# EXERCISE REQUIREMENTS
A: List the four adjectives the faculty introduction uses to describe George Bailey in the sentence beginning "He was inclusive".
B: Answer these questions from the faculty introduction:
(i) In what month and year did the writer write the statement of purpose for Harvard?
(ii) What program did that application target?
(iii) What did the writer's dad bring after tasting the ruined caramels?

++++ EXCERPT

Home / Archive / Campus News - October 2008

George Wythe Welcomes New Mentor

We asked new faculty member, Barbara Tanner, to introduce herself.

With each retelling, my story gets less and less interesting to me.  So I decided to pull out the statement of purpose that I wrote for Harvard back in December of 2006, in the hope of feeling again what I felt then.  It worked.  I recalled the great sense of anticipation and excitement that accompanied my efforts to prepare my application for the School Leadership Program at Harvard Graduate School of Education.  I applied to other schools as well, but I spent the most time on that application.  I hope you will allow me to share a portion of the essay with you, as it captures my feelings about education and being an educator.

“It’s not officially Christmas until I’ve watched It’s a Wonderful Life and made my famous caramels.  I dove into caramel production this year with my usual gusto, despite a most regrettable incident last year.  I had warned my dad not to taste test the batch of caramels that I had set aside, retired in disgrace.  The batch was ruined, but it looked deceptively delicious.  When Dad came to me with a gold dental crown in his hand, all we could do was laugh.  He had been warned.  But telling my dad not to eat a homemade caramel, even a petrified one, was like telling a guppy to swim past the fish flakes. 

“My whole family is dubious about eating my caramels now.  But I’ve still got It’s a Wonderful Life.  Now there’s a delightful—and harmless—piece of Christmas candy!  I love George Bailey.  He makes me remember what a gift life is, and my gratitude soars.  For some, it’s all sentimental slop.  But it reaches me, and I’m inspired.  George Bailey wanted to change the world.  He wanted to do “something big and something important.”  What George didn’t recognize was that he had spent his life doing big and important things, right there in Bedford Falls.  He believed in people, loved them, served them, and inspired them to reach a little higher and to be a little better.  His friendships traversed every social and cultural demographic.  He was inclusive and kind, smart and capable.  George Bailey would have made a great educator.

++++++++
++++ GIVEN INFORMATION

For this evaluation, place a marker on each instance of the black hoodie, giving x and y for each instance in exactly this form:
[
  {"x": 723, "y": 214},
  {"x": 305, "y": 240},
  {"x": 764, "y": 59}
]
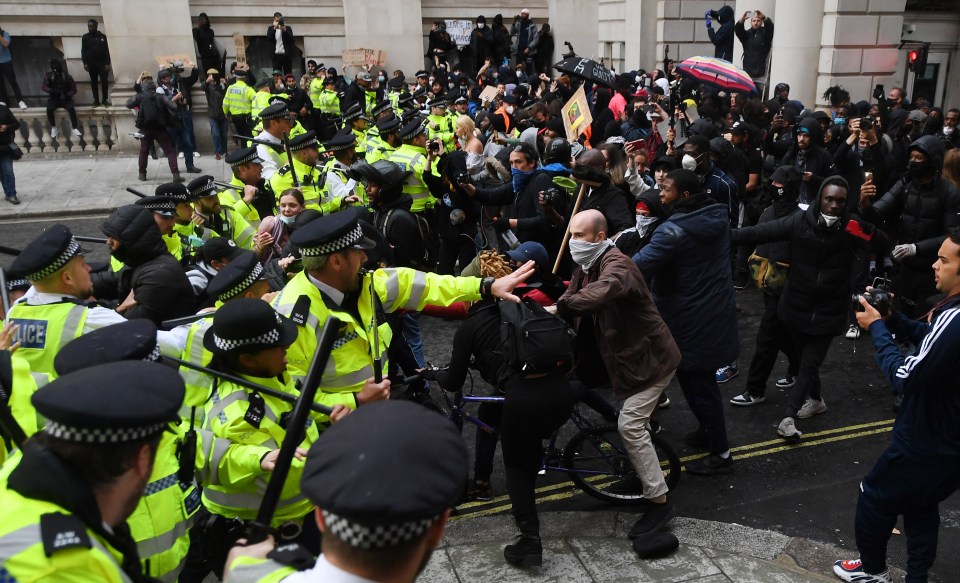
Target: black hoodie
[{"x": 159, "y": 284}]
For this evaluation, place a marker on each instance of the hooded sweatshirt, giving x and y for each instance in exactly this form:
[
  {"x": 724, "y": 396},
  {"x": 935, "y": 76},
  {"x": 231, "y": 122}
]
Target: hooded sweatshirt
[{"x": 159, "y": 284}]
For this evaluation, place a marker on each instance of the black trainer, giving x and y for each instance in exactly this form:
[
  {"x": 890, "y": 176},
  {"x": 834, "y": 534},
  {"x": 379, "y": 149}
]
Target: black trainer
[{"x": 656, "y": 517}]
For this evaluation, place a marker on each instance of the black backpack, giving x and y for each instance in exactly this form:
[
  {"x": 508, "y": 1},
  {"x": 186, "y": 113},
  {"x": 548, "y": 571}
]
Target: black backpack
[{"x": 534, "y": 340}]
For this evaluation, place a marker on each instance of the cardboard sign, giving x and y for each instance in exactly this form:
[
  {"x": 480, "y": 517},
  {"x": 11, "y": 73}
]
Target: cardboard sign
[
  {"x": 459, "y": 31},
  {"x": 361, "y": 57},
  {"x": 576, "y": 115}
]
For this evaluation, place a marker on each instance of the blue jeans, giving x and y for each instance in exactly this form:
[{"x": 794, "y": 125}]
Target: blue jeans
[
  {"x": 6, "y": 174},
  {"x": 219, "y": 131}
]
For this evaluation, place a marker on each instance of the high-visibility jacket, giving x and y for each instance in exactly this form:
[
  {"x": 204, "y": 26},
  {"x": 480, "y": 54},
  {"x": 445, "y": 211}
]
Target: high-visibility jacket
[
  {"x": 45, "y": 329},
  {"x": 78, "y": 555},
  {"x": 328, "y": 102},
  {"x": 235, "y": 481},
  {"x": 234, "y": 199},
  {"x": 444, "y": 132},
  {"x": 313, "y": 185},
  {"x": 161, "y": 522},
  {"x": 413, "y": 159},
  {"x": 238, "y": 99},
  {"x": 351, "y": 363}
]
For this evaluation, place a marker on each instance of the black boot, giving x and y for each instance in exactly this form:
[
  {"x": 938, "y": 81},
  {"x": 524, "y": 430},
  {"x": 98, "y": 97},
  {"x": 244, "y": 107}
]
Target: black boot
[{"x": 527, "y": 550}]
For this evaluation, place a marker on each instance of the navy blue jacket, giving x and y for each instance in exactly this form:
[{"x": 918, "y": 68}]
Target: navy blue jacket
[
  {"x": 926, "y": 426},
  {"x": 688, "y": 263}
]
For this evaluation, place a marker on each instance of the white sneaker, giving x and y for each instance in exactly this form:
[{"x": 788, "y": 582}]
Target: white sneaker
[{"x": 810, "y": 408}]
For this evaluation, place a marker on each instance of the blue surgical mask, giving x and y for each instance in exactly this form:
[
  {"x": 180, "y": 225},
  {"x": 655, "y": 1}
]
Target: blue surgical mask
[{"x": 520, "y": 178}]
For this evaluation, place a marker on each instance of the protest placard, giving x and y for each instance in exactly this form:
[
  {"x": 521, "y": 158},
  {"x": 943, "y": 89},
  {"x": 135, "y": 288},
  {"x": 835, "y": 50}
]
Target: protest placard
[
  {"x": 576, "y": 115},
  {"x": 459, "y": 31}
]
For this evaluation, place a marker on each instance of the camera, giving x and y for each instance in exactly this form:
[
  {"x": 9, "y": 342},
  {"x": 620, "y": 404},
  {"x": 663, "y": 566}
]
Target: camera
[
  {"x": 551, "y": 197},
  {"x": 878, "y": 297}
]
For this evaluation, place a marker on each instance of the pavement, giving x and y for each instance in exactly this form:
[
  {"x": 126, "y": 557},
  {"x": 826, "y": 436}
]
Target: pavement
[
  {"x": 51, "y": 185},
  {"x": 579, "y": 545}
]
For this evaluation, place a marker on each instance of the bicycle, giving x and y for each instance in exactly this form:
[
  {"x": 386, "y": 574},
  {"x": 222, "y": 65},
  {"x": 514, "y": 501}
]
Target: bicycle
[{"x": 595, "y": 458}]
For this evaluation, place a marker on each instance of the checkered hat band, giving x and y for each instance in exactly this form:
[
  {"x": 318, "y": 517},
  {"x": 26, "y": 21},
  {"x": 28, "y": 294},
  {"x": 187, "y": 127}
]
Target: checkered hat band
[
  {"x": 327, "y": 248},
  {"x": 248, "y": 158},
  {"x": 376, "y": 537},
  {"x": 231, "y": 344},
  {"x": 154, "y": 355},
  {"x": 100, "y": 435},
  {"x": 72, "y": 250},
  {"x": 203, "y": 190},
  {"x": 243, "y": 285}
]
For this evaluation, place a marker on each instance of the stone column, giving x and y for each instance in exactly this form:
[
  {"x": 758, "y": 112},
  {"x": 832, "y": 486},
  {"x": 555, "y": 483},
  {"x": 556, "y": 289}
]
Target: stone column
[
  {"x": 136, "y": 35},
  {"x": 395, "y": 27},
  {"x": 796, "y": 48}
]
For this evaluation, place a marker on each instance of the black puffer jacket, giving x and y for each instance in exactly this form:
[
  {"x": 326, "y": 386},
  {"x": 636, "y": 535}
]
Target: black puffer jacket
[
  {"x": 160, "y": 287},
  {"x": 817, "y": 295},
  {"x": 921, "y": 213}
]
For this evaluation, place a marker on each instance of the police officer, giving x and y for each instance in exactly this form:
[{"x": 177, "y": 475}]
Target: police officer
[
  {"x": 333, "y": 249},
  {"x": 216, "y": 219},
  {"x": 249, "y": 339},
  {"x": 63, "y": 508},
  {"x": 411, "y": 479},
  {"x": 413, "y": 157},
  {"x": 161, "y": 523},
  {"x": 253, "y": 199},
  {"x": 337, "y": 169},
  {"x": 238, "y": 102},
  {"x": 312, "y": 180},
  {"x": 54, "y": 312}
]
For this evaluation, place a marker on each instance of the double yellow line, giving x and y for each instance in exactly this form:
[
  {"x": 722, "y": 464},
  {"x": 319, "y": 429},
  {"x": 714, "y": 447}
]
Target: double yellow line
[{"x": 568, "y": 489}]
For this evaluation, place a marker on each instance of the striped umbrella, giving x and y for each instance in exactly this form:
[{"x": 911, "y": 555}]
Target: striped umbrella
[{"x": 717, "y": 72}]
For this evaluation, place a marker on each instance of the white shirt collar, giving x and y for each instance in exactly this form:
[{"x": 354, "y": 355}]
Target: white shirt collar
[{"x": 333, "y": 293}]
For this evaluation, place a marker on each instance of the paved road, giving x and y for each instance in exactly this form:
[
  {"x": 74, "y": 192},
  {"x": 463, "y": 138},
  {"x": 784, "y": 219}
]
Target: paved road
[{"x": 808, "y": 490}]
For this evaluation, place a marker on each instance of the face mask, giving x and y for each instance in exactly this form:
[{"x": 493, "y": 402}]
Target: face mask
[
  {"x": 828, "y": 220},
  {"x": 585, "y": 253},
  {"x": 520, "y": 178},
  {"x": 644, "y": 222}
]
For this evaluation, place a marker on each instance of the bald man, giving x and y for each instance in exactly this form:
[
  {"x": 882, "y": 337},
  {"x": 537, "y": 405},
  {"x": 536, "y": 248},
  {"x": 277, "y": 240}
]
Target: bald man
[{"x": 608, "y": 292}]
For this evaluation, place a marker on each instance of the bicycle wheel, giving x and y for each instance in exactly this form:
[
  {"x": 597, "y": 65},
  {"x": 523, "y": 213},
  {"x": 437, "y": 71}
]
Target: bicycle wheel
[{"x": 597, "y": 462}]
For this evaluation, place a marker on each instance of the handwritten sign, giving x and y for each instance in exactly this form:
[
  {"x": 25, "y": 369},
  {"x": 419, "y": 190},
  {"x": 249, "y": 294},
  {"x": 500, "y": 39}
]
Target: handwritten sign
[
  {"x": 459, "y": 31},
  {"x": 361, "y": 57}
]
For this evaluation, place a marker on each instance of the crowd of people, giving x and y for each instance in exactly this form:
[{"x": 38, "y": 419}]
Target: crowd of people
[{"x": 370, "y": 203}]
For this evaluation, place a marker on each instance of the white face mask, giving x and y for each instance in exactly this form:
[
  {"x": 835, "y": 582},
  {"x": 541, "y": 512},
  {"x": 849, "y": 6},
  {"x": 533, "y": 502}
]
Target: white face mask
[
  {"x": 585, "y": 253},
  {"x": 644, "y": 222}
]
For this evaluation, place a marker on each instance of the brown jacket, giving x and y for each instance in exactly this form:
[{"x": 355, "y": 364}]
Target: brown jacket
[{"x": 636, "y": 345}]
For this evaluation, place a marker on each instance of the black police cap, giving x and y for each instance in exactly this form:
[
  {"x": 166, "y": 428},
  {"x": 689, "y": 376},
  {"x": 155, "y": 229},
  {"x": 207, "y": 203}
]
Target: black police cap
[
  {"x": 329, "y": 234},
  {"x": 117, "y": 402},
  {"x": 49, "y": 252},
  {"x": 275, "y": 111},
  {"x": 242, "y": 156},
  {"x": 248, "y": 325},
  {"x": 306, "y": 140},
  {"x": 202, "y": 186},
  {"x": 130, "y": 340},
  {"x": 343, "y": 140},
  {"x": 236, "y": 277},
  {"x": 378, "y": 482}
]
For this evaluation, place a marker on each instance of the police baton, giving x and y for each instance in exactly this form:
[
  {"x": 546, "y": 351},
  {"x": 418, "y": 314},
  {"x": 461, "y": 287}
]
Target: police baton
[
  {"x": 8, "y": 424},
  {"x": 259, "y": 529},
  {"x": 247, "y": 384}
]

++++++++
++++ GIVEN INFORMATION

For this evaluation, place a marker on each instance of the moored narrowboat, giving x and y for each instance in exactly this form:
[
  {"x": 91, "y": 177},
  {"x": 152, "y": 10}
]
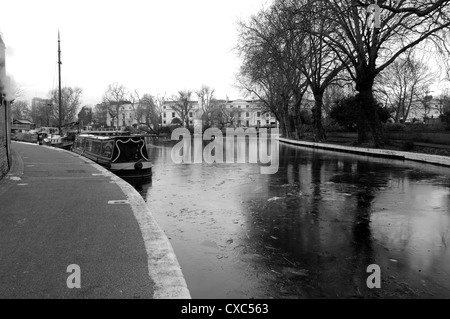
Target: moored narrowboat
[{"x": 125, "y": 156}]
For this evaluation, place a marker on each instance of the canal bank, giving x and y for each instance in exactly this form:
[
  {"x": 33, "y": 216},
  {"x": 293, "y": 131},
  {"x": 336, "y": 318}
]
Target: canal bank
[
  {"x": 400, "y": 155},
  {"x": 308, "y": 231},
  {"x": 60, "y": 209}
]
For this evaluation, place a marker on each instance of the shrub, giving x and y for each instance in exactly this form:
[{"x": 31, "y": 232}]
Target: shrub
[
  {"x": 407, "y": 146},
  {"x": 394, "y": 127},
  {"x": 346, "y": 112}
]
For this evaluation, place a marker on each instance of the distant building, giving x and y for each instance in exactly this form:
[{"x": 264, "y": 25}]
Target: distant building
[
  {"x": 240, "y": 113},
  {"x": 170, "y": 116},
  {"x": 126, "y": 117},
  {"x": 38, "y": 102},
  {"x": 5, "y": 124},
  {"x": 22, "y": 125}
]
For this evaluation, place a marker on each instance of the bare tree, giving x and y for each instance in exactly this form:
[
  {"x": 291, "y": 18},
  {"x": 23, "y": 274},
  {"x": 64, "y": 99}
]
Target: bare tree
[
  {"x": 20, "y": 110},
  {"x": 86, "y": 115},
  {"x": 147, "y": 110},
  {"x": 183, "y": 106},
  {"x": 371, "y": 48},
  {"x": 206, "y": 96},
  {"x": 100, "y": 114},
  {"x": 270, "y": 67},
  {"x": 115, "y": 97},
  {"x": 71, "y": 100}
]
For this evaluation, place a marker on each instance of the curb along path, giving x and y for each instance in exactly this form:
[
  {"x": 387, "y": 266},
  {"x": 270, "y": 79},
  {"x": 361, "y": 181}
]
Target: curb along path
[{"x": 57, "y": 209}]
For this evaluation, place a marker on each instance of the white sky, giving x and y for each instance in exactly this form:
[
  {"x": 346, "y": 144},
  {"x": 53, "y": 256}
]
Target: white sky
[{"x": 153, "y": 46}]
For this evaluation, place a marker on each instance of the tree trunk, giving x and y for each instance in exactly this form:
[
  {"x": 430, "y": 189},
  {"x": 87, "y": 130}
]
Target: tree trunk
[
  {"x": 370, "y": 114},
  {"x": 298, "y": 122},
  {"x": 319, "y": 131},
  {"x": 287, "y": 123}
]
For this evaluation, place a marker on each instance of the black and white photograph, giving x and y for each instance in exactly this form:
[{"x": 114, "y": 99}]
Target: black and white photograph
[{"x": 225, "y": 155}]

++++++++
++++ GIVEN INFORMATION

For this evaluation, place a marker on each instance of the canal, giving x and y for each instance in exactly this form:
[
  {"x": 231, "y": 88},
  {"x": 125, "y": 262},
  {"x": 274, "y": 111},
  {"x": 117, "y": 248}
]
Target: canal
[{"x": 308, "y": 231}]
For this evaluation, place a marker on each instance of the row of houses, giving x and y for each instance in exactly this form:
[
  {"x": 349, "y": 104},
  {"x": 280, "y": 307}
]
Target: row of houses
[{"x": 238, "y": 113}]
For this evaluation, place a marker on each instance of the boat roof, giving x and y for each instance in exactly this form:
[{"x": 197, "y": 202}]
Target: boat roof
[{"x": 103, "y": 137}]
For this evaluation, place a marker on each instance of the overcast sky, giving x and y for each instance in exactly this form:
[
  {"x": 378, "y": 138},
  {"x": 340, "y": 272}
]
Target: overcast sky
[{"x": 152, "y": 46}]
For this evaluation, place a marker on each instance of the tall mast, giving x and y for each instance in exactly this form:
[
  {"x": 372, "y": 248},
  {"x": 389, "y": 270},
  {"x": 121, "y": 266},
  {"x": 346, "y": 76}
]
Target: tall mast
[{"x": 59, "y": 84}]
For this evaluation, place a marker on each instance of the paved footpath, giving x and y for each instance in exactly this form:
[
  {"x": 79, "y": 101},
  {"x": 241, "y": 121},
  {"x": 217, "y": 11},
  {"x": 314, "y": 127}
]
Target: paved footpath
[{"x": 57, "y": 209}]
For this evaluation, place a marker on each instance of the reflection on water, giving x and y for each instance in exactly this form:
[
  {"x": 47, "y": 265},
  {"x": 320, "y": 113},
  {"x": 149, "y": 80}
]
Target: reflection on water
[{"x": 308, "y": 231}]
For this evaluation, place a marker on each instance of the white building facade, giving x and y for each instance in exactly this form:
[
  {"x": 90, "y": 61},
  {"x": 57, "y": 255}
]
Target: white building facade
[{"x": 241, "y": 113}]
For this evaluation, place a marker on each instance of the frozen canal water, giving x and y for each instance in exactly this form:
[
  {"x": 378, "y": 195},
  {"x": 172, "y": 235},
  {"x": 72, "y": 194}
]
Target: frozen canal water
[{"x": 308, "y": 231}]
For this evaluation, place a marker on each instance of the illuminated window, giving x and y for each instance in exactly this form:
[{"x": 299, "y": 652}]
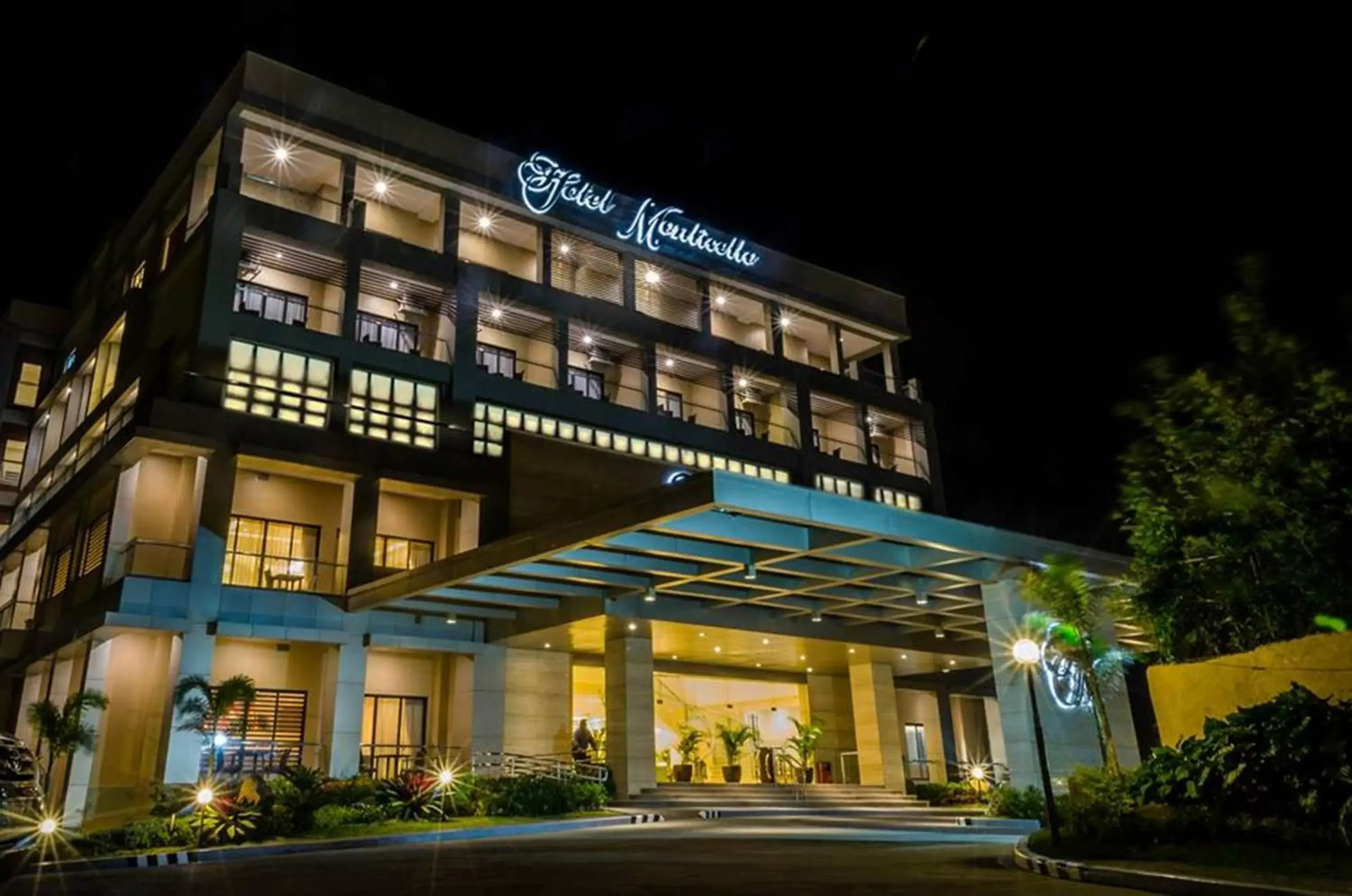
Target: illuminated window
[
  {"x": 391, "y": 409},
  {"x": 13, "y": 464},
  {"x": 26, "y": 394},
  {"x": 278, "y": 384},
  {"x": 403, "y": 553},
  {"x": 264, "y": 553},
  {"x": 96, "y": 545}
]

++++++++

# SOLUTION LIST
A: inclusive, kind, smart, capable

B:
(i) December 2006
(ii) The School Leadership Program at Harvard Graduate School of Education
(iii) A gold dental crown